Search the material for the string "above" and copy each line where it occurs.

Input material: Begin

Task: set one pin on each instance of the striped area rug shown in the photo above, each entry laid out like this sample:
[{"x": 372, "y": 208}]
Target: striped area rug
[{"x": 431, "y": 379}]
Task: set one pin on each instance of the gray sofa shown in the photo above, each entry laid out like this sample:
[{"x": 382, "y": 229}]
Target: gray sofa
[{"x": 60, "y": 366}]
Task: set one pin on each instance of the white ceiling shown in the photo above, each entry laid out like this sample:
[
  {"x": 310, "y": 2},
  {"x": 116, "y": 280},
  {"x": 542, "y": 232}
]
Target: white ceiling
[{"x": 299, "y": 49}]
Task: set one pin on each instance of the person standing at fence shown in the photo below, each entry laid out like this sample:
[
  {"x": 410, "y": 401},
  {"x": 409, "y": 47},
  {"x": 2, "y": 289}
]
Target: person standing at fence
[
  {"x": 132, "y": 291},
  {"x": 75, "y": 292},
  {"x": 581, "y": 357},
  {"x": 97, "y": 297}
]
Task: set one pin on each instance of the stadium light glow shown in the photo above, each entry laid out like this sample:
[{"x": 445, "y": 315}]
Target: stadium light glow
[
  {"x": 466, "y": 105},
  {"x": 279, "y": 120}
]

Input material: End

Output of the exercise.
Task: set one pin on each instance of the striped area rug shown in the photo above, each entry laid out like this sample:
Task: set one pin on each instance of the gray sofa shown in the photo above, each entry laid out like this sample:
Task: set one pin on each instance of the white ceiling shown in the photo above, each entry laid out like this sample:
Task: set one pin on each instance of the stadium light glow shown in the photo above, each entry laid out like this sample:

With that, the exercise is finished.